___ BRANO DA LEGGERE ___

30 aprile 2012

L'ultima di Bolaño, lo scrittore venuto dal futuro

“A dire il vero non do molta importanza ai miei libri. Sono molto più interessato ai libri degli altri”. La frase, che affonda in una simile sentenza pronunciata da Borges, è di Roberto Bolaño e merita di essere ricordata per una duplice serie di motivi: la prima perché è piuttosto raro, in quello che potremmo definire il “sistema editoriale”, incontrare autori che danno così poca importanza al proprio ombelico. La seconda è che a pronunciarla è colui che, con libri come I detective selvaggi e 2666, è stato uno dei più importanti innovatori della forma romanzesca, nonché insieme a David Foster Wallace la voce più intensa della nostra contemporaneità (sulla cui prematura scomparsa, così come su quella di DFW, continua a struggersi più di una generazione di lettori). E’ anche per questo che vale la pena prendere in mano il volume di Bolaño L’ultima conversazione, che esce ora in italiano per i tipi di Sur, il marchio editoriale nato da Minimum Fax che vanta probabilmente la più bella veste grafica del momento. Una raccolta di interviste del grande cileno corredate dall’introduzione di Marcela Valdes e, soprattutto da un saggio di Nicola Lagioia che lo elegge ufficialmente “scrittore per il ventunesimo secolo”.

___ ESTRATTO DEI DATI ___

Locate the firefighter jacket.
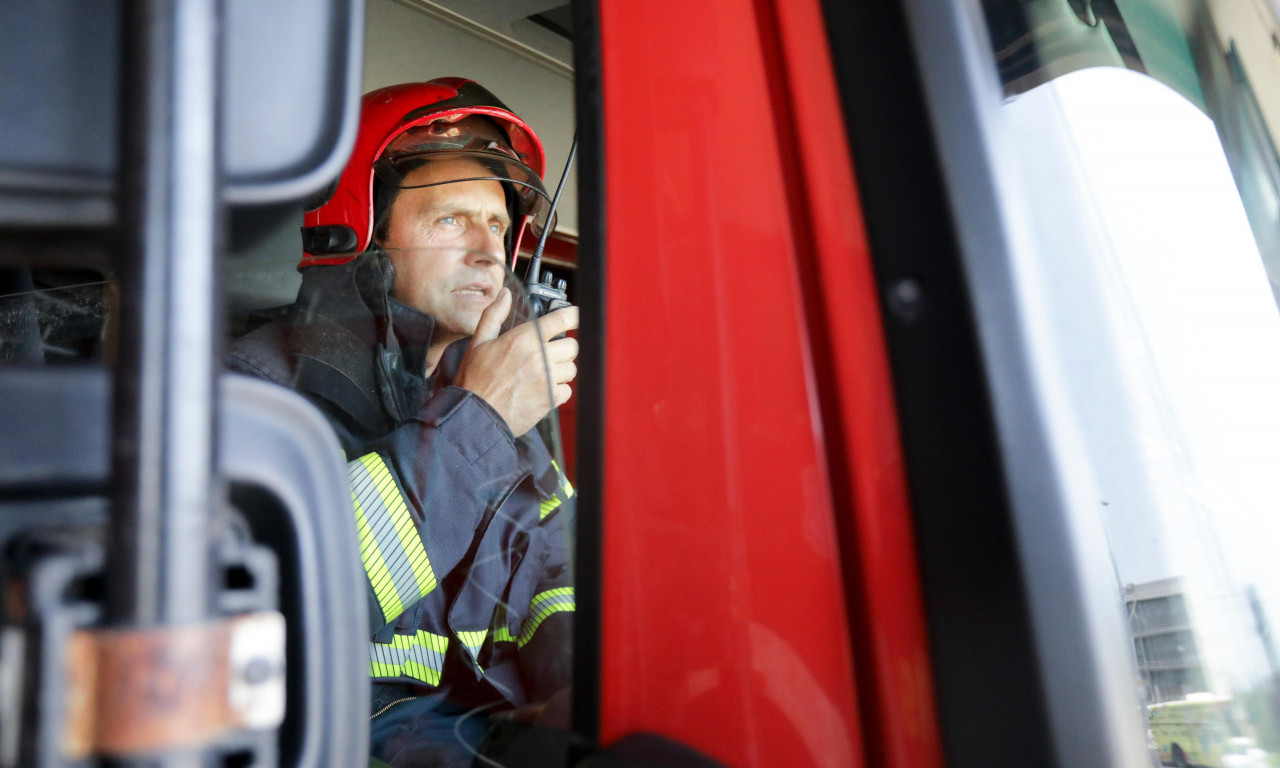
[228,251,573,712]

___

## OBIETTIVO DEL COMPITO
Trascrivi per intero l'articolo su Bolaño, parola per parola e senza alcuna modifica.

## RISPOSTA AL COMPITO
30 aprile 2012

L'ultima di Bolaño, lo scrittore venuto dal futuro

“A dire il vero non do molta importanza ai miei libri. Sono molto più interessato ai libri degli altri”. La frase, che affonda in una simile sentenza pronunciata da Borges, è di Roberto Bolaño e merita di essere ricordata per una duplice serie di motivi: la prima perché è piuttosto raro, in quello che potremmo definire il “sistema editoriale”, incontrare autori che danno così poca importanza al proprio ombelico. La seconda è che a pronunciarla è colui che, con libri come I detective selvaggi e 2666, è stato uno dei più importanti innovatori della forma romanzesca, nonché insieme a David Foster Wallace la voce più intensa della nostra contemporaneità (sulla cui prematura scomparsa, così come su quella di DFW, continua a struggersi più di una generazione di lettori). E’ anche per questo che vale la pena prendere in mano il volume di Bolaño L’ultima conversazione, che esce ora in italiano per i tipi di Sur, il marchio editoriale nato da Minimum Fax che vanta probabilmente la più bella veste grafica del momento. Una raccolta di interviste del grande cileno corredate dall’introduzione di Marcela Valdes e, soprattutto da un saggio di Nicola Lagioia che lo elegge ufficialmente “scrittore per il ventunesimo secolo”.